--- start ---
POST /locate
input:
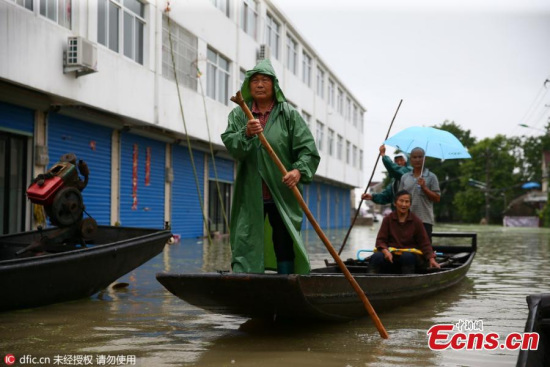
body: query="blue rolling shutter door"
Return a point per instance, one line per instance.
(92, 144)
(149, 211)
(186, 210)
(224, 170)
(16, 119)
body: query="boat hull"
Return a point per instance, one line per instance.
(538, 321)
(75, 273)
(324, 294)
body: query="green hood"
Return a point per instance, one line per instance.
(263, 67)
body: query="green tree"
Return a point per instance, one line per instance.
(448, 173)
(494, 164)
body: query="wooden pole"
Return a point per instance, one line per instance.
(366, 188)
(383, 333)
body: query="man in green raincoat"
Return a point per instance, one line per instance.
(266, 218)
--- end ---
--- start ---
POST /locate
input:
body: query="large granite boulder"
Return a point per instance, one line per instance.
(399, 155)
--- end ---
--- start ---
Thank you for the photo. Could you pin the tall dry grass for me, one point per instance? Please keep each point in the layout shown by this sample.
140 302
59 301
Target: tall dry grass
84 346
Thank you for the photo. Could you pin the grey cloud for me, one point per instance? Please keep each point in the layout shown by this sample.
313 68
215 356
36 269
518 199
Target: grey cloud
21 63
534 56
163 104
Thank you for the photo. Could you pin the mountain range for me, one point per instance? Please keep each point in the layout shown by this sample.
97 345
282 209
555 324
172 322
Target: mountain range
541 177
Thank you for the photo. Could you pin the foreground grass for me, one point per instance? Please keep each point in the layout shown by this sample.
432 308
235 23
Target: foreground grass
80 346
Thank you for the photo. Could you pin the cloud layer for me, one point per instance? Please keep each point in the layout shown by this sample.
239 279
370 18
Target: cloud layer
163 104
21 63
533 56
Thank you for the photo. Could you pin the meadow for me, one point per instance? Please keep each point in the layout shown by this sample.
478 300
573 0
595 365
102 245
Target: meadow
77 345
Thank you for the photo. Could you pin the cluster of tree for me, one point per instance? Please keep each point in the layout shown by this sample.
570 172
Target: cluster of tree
--- end ---
WHAT IS NEEDED - Please copy out, word for word, the part of the records that opens with the line containing "Thank you for the photo. Could you pin the meadow" and closes with the line containing "Target: cluster of tree", keeping both of those lines.

TASK RESPONSE -
Thank you for the photo. Could you pin the meadow for me, one point per instance? Please keep each point in the layout shown by this sample.
478 300
573 0
595 365
102 245
Target: meadow
77 345
Thank you for the photo. Could you pin the cluster of tree for me, one point per instance? Please keep each point in the layout shown by this sample.
570 172
Target: cluster of tree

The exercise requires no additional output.